**Work to complete:** Copy out word for word the lines of the items from the line containing "Where can the microwave" through the last line of the items, both ends included.
-- START OF Given records --
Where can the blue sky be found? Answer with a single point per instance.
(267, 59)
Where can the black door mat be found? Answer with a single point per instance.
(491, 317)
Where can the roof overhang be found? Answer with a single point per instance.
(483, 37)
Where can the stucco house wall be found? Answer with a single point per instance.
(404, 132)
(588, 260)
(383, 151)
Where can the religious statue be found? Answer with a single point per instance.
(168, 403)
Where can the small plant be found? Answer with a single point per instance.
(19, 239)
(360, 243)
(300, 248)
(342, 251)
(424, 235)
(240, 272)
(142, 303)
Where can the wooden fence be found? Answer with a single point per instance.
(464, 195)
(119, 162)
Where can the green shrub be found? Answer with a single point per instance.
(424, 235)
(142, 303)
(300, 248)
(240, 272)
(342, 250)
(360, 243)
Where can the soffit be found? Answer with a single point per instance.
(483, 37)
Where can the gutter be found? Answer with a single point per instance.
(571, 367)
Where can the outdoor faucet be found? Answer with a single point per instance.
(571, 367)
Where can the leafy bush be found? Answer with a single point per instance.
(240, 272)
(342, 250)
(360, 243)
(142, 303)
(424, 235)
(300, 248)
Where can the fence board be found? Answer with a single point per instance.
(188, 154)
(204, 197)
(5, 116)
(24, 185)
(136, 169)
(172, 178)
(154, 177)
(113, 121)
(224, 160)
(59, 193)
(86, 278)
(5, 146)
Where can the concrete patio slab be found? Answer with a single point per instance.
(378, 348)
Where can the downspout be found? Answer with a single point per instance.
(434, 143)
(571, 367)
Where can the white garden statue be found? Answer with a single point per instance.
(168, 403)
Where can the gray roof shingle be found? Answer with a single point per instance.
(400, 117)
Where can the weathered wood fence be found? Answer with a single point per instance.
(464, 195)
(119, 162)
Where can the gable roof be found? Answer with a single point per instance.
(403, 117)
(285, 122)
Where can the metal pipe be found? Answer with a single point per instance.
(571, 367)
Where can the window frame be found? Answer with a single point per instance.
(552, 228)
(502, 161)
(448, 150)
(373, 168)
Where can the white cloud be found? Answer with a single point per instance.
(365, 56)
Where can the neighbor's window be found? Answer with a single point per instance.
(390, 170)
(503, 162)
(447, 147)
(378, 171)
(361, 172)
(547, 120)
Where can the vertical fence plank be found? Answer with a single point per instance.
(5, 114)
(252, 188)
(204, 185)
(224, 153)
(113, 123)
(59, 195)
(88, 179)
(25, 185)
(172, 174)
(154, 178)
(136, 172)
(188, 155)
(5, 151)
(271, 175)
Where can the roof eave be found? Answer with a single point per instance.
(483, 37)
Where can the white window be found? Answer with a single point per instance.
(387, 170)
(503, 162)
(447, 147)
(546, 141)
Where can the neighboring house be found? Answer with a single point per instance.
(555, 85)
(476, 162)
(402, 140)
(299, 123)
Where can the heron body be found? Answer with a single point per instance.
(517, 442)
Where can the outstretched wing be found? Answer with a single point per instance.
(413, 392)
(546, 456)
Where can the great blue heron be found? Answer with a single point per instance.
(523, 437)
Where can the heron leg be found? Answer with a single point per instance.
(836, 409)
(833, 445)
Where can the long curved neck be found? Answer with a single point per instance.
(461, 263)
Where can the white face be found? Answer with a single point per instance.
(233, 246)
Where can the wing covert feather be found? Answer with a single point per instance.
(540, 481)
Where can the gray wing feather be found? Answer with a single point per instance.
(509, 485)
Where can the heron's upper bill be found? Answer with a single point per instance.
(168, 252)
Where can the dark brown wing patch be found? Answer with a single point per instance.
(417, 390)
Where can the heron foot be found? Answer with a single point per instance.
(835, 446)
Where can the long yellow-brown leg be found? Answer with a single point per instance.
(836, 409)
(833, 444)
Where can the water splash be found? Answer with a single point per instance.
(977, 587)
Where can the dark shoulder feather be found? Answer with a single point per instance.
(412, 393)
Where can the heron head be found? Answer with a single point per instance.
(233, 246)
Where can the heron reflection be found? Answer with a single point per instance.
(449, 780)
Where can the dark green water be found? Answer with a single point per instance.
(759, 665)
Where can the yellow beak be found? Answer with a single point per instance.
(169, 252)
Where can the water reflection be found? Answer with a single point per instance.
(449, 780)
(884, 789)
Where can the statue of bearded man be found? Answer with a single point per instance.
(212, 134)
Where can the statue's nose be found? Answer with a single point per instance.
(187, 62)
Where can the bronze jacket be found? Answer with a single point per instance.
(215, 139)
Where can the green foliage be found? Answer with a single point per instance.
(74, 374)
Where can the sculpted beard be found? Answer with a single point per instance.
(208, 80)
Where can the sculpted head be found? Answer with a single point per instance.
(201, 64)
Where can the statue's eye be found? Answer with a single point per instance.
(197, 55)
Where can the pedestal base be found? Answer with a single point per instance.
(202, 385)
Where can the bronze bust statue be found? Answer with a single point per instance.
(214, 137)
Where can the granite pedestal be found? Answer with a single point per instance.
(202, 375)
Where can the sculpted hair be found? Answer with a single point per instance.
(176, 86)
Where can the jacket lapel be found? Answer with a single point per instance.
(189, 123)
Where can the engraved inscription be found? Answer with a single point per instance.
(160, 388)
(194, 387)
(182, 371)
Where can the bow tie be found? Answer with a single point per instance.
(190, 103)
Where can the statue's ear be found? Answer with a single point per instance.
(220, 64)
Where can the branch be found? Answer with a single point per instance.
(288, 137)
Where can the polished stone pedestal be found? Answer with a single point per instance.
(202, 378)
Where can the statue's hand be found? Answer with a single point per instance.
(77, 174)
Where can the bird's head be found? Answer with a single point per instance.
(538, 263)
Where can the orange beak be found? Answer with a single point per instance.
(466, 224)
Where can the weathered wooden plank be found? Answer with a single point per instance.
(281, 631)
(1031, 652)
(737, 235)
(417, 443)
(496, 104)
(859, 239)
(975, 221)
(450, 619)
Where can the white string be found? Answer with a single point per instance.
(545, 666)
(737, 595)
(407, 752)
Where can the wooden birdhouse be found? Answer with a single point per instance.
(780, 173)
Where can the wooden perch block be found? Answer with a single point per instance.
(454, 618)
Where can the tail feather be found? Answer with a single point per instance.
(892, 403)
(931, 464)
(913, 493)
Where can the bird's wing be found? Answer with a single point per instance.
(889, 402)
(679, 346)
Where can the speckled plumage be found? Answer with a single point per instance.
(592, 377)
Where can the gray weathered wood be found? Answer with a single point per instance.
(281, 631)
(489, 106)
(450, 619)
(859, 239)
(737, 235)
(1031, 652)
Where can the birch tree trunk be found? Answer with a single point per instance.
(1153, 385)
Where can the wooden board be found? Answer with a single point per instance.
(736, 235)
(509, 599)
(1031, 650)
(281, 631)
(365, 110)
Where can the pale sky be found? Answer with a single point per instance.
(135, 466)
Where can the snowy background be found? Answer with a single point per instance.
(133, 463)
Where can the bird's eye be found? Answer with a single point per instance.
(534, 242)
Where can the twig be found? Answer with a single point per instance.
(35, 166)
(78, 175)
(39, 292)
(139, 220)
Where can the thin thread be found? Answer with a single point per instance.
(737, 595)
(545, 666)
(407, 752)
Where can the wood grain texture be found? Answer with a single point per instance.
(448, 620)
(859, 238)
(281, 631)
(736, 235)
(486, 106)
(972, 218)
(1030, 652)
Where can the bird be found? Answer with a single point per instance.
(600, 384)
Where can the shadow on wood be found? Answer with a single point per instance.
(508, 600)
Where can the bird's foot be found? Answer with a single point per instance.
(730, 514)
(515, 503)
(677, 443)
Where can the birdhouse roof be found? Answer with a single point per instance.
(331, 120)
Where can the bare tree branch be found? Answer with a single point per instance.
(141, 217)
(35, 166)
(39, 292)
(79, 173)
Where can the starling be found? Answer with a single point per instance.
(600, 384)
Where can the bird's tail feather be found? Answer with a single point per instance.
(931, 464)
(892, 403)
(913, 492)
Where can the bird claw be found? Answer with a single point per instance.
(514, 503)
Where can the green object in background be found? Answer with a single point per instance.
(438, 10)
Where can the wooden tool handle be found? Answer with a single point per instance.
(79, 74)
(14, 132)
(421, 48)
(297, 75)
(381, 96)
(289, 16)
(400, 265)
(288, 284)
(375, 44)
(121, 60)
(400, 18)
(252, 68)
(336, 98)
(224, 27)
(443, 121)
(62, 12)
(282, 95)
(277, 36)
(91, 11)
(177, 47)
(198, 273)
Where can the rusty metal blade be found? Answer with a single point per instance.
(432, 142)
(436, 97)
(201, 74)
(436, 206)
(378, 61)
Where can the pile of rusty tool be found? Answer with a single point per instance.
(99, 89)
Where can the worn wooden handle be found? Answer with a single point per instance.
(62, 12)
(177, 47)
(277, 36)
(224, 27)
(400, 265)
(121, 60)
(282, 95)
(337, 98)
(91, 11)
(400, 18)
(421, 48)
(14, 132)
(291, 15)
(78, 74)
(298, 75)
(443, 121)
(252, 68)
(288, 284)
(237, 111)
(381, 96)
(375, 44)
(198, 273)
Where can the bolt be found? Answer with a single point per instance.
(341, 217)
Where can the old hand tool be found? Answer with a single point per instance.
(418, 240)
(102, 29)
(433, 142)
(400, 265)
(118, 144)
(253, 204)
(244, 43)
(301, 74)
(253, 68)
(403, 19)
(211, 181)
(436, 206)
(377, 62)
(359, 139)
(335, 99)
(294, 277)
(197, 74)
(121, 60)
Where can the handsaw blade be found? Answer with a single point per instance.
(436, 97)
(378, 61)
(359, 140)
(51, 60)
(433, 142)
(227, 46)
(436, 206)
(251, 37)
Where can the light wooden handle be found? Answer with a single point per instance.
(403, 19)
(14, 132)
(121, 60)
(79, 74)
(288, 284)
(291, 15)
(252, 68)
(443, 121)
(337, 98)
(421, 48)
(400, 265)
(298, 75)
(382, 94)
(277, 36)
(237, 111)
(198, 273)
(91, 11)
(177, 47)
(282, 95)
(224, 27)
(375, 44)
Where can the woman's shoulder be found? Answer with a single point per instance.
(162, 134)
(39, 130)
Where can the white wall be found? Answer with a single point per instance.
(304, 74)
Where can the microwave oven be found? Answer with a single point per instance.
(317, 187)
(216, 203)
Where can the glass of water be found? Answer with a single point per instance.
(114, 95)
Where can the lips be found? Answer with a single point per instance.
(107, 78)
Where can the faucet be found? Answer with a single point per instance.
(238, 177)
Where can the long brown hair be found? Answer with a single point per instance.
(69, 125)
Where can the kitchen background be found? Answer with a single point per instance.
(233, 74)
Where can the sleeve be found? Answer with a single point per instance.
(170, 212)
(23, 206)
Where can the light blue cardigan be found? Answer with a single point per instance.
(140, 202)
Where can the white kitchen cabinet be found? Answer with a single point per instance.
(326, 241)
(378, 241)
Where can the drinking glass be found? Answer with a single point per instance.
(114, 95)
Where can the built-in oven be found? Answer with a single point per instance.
-- END OF Given records --
**Answer below:**
Where can the microwave oven be found? Answer with a single point per instance.
(317, 187)
(216, 203)
Where can the glass of water be found? Answer with a single point per instance.
(114, 95)
Where can the lips be found? Answer with a single point per instance.
(107, 78)
Where can the faucet be found? Answer with a single point per instance.
(238, 177)
Where can the long brown hair be found? Answer with a single point per instance.
(69, 125)
Where can the kitchen background be found? Answer with a single point per instance.
(233, 74)
Where can the sleeve be found? Answer with a single point per instance.
(170, 212)
(23, 206)
Where can the light blue cardigan be found? Answer with a single point per instance.
(140, 202)
Where can the white kitchen cabinet be found? Answer with a single point per instance.
(326, 241)
(378, 241)
Where can the drinking glass be found? Answer with a single point per instance.
(114, 95)
Where can the built-in oven be found? Answer with a single point per instance.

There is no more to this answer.